» Problem to work on: Please list every calendar year named in the passage on Margaret Sanger below, in the order each first appears.

» Exercise passage:
As Planned Parenthood celebrates its 100th birthday, it's not surprising that controversy has once again engulfed its founder. The legacy of the women behind Planned Parenthood is indeed a complicated one, but was Margaret Sanger the eugenics villain conservatives claim her to be?

The fact that Planned Parenthood is celebrating 100 years of service is huge if you consider the fact that Sanger opened America's first birth-control clinic four years before women even had the right to vote and more than 20 years before the federal government lifted its ban on contraception. As wonderful as it would be to say things got easier for the nonprofit organization when contraception was legalized in 1938, conservatives continue to attack Planned Parenthood's reputation and funding as a means to curb its efforts to provide women with a variety of reproductive health services.

While many see Sanger as a fierce champion of reproductive rights — and thus the women's rights movement — several conservatives continue to try and reframe Sanger's work with Planned Parenthood as an attempt to "kill black babies." In petitioning to have a bust of Sanger removed from the Smithsonian's National Portrait Gallery in 2015, 25 House Republicans (among them Sen. Ted Cruz) argued Sanger advocated for "the extermination of groups of people she deemed as 'undesirables.' Specifically ... African-Americans."

It was hardly the first time a conservative politician had taken aim at Sanger. In 2011, then GOP presidential hopeful Herman Cain alleged that in opening the first birth-control clinic, Sanger's true goal was "preventing the increasing number of poor blacks in this country by preventing black babies from being born."

Those who paint Sanger as a racist who was intent on reducing the country's African American population often use a section of a 1939 letter Sanger wrote to leaders of the black community in an effort to respond to suspicions and garner support for clinics she planned to open in the South. "We do not want word to go out that we want to exterminate the Negro population, and the minister is the man who can straighten out that idea if it ever occurs to any of their more rebellious members," Sanger wrote.

Yet, when not taken out of context, the line isn't representative of Sanger's goals, it's representative of the false charges she feared could be brought against her given the controversial nature of contraception use in that era. For Sanger, contraception was a means to empower women of all social and economic classes and ensure their "right to life and liberty" by enabling them to choose if and when they had children. Furthermore, as the Washington Post pointed out in 2011 "a number of doctoral dissertations have closely examined the early days of Planned Parenthood and its relationship with the African American community, and found nothing to confirm these allegations."

» Records provided:
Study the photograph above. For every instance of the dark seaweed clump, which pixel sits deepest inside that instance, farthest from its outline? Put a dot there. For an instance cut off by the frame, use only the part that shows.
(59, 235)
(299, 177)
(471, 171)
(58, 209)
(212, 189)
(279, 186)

» Task result: 1938, 2015, 2011, 1939